Adaletiyle Hz. Ömer’e, zühd ve takvâsıyla Hasan-ı Basrî’ye, ilim bakımından Zührî’ye benzetilen Ömer b. Abdülazîz halifeliği sırasında çok sade bir hayat sürmüştür. Kamu mallarını yetim malına benzetmesi, beytülmâli kendisine bırakılan bir emanet olarak görmesi, hazineden maaş almaması, şahsî işlerini yürüttüğü sırada devlete ait mumu dahi kullanmaması ve daha pek çok hassasiyeti onu Emevi Halifeleri arasında farklı kılan özellikleri olmuştur.
Ömer bin Abdülazîz aynı zamanda çok hadis rivayet eden güvenilir bir hadis râvisi, seçkin bir fakih, dirayetli bir kelâm âlimi idi. Sahih hadislerin tedvîni yolundaki faaliyetleri resmen başlatarak sünnetin derlenmesinde önemli bir görev ifa etmiştir.
Babası Abdülazîz b. Mervan, Mısır’a valî olunca onunla birlikte Mısır’a gitti. Daha sonra ilim öğrenmek için Medîne-i Münevvere’ye döndü. Zamanın büyük alim ve ariflerinden ilim öğrendi. Ehl-i hal ve kemal sahibi oldu. Halife Abdülmelik O’nu Şam’a davet ederek kızı Fatıma ile evlendirdi. 706 senesinde Harameyn valiliğine tayin edildi. Harameyn ulemasını ve ileri gelenlerini toplayarak:
“Ey kardeşlerim! Ben Haremeyn valiliğine değil, hizmetçiliğine tayin oldum. Asıl gayem, hakkın hakimiyeti ve adaletin sağlanmasıdır. Eğer bunları çiğneyenleri bana haber vermezseniz, Allah katında mesuliyet size ait olur. İkazlarınızla bana yardımcı olmanızı istirham ederim.”ifadeleri ile hassasiyetini ortaya koydu. Alimler, bu hususta kendisine yardımcı oldular, Hicaz halkı kendisinden çok memnun ve mesrur kaldı. Hatta çok kimse, bu huzur halini yaşamak için Hicazbölgesine hicret etti.
Mescid-i Nebeviyi genişletip yeniden imar ettiği sırada Halîfe Abdülmelik vefat etti. Vezîr Reca, valileri toplayıp Halîfe’nin mühürlü vasiyetnamesini açarak okudu. Halife Abdülmelik, iki oğlu olmasına rağmen, damadı Ömer b. Abdülaziz’i halife tayin etmekteydi.

-*-

*Görevler:*
(1) Ömer b. Abdülazîz'i anlatan metne göre pek çok kişinin Hicaz bölgesine neden hicret ettiğini bir ile üç cümle arasında açıklayın.
(2) Ömer b. Abdülazîz'i anlatan metinden "Adaletiyle Hz. Ömer’e, zühd" sözleriyle başlayıp "kılan özellikleri olmuştur." sözlerine kadar devam eden kısmı aynen çıkarın.

*Kaynak malzeme:*

-*-

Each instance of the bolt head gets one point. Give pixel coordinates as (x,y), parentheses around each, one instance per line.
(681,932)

-*-

*Cevaplar:*
(1) Ömer b. Abdülazîz Harameyn valisiyken âlimler ona yardımcı oldu ve Hicaz halkı kendisinden çok memnun ve mesrur kaldı. Pek çok kimse bu huzur halini yaşamak için Hicaz bölgesine hicret etti.

(2)
Adaletiyle Hz. Ömer’e, zühd ve takvâsıyla Hasan-ı Basrî’ye, ilim bakımından Zührî’ye benzetilen Ömer b. Abdülazîz halifeliği sırasında çok sade bir hayat sürmüştür. Kamu mallarını yetim malına benzetmesi, beytülmâli kendisine bırakılan bir emanet olarak görmesi, hazineden maaş almaması, şahsî işlerini yürüttüğü sırada devlete ait mumu dahi kullanmaması ve daha pek çok hassasiyeti onu Emevi Halifeleri arasında farklı kılan özellikleri olmuştur.